## Passage for review
^^^^^^^^
A small trial studying the effects of oral IFN-α on idiopathic pulmonary fibrosis resulted in disease stability in 2/3 of the subjects and improvements in chronic cough and quality of life in over 80% of evaluable subjects. Another small trial showed that low doses of oral IFN-α reduced the need for phlebotomy in the majority of subjects with polycythemia vera. And finally, ABI has been involved with numerous HIV trials with the main significant effect of oral IFN-α being increased CD4+ T-cell counts. Interferon’s ability to stimulate the immune system has been long appreciated, but in recent years with advances in the understanding of tumorigenesis and cancer therapy, interferon has come into the spotlight as an adjuvant to cancer immunotherapy. Boutsikou et al. (2017) examined a group of non-small lung cancer patients who were undergoing PD-1/PDL-1 blockade and found that those patients with higher IFN, TNF, and IL levels had improved treatment response and greater survival at 3 months. The challenge is in delivering the interferon to the tumor without causing intolerable adverse effects. Escobar et al. are experimenting with gene therapy delivery of interferon and Stone et al. are experimenting with epigenetic interferon up-regulation in the tumor microenvironment, but both of these technologies are only testing in cell lines and murine models currently.
^^^^^^^^
## Information provided
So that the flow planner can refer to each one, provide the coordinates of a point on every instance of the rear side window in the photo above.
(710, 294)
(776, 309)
^^^^^^^^
## Exercise instructions
1. Please list every disease or condition that the passage on interferon says was studied in trials of oral IFN-α.
2. Carry on writing the passage on interferon, starting right after its final sentence.

## Answers to the exercises
1. idiopathic pulmonary fibrosis, polycythemia vera, HIV

2.
ABI’s low-dose oral IFN-α lozenges would be an ideal cancer therapy adjuvant in that it has systemic immune stimulating effects through acting at low doses in the oral mucosa, thus eliminating adverse effects. The company is actively seeking partnerships with other researchers, physicians, and companies to enhance the efficacy of cancer therapy by combining our low-dose oral IFN with PD-1 blockade, CART or other immunotherapies and hematopoietic stem cell transplantation, as well as in combination with chemotherapy. ABI’s low-dose oral IFN-α has been shown to reverse thrombocytopenia, which is one of the more dangerous adverse effects of chemotherapy. The company also plans to move forward in more advanced phase clinical trials on thrombocytopenia, hepatitis, and influenza.